Passage:
= Beginning of Section =

If you're between trying ACV pills and gummies, you'll want to hear what an RD had to say.

Photo of Emilia Benton
Bragg Apple Cider Vinegar Capsules ($19.99)

Bragg Apple Cider Vinegar Capsules ($19.99)


The apple cider vinegar craze is still alive and well, and while many people are curious about its purported benefits, some just aren’t into the idea of chugging shots or spoonfuls of it in its natural, acidic form. You may be in luck, as options such as apple cider vinegar pills and gummies have begun to infiltrate the market

Benefits of apple cider vinegar

According to Jennifer Maeng, a New York City-based registered dietitian, founder of Chelsea Nutrition and an RD advisor at Twinlab, apple cider vinegar on its own contains probiotics and antioxidants and can help to regulate blood sugar and calm acid reflux symptoms. ACV can also help provide relief from bloating and gas in people who experience low stomach acidity.

= End of Section =

[Records from a collection]

= Beginning of Section =

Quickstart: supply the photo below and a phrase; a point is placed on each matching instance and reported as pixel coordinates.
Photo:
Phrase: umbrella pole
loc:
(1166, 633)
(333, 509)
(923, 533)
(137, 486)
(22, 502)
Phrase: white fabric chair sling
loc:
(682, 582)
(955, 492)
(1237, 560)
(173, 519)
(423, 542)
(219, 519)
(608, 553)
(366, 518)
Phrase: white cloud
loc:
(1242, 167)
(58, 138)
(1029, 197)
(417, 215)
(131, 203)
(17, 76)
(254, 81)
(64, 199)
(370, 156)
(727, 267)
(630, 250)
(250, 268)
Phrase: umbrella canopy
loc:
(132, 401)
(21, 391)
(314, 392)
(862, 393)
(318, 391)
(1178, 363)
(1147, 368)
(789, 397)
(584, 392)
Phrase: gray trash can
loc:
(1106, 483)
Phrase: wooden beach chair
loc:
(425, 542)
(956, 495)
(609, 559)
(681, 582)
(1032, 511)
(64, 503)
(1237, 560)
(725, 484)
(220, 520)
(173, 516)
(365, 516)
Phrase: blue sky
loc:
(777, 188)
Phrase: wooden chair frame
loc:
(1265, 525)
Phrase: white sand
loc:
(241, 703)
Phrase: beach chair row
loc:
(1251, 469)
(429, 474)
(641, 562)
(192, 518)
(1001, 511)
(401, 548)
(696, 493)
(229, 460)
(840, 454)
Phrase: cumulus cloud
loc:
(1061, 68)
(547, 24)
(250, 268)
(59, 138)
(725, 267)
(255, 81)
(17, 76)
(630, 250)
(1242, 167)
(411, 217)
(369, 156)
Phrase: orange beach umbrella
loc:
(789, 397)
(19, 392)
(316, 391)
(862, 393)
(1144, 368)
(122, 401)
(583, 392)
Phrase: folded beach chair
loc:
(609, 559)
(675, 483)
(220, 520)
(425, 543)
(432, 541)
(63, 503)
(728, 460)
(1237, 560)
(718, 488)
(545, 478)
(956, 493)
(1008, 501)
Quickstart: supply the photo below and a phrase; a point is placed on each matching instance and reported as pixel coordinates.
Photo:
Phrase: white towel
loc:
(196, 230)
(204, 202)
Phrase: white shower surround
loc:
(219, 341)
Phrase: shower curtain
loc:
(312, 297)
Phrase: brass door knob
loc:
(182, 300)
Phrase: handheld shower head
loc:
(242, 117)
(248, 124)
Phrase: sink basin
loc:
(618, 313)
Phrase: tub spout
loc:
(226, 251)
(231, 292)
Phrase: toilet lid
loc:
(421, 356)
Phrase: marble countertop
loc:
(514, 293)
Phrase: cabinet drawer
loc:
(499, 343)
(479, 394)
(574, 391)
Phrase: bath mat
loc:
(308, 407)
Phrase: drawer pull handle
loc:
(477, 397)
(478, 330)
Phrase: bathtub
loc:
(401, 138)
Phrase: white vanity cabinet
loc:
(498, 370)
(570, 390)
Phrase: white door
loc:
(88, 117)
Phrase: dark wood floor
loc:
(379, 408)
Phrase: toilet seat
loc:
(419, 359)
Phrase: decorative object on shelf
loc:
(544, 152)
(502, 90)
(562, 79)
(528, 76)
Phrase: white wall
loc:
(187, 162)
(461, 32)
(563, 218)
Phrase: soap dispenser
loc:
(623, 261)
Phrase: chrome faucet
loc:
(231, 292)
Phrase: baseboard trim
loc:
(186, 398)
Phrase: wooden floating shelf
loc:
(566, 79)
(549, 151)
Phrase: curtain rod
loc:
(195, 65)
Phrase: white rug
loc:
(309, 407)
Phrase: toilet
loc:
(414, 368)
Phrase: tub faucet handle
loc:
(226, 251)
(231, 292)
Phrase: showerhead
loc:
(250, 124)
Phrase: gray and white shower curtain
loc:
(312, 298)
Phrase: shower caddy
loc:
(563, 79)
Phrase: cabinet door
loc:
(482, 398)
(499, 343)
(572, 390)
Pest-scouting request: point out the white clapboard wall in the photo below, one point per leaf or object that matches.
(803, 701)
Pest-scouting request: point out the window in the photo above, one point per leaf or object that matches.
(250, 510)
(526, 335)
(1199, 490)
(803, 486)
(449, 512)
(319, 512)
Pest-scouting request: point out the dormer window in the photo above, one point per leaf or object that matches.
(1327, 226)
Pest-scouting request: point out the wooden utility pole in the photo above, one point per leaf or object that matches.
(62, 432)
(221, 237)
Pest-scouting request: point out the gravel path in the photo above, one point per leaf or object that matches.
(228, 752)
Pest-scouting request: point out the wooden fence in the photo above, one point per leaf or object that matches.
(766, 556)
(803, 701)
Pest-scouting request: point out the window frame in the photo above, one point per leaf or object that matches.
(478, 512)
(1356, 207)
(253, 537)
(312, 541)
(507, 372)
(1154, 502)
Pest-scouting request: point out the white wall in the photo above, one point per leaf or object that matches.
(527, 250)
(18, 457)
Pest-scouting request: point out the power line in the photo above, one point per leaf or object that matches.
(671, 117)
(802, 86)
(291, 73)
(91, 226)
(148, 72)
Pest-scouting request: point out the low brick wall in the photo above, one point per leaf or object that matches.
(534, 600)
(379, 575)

= End of Section =

What you need to do:
a. Edit the apple cider vinegar passage by writing it out again, starting with "The apple cider" and going on through "low stomach acidity.". Replace "registered dietitian" with "nutritionist".
b. In the apple cider vinegar passage, what is the name of the company Jennifer Maeng founded?

Written responses:
a.
The apple cider vinegar craze is still alive and well, and while many people are curious about its purported benefits, some just aren’t into the idea of chugging shots or spoonfuls of it in its natural, acidic form. You may be in luck, as options such as apple cider vinegar pills and gummies have begun to infiltrate the market

Benefits of apple cider vinegar

According to Jennifer Maeng, a New York City-based nutritionist, founder of Chelsea Nutrition and an RD advisor at Twinlab, apple cider vinegar on its own contains probiotics and antioxidants and can help to regulate blood sugar and calm acid reflux symptoms. ACV can also help provide relief from bloating and gas in people who experience low stomach acidity.

b. Chelsea Nutrition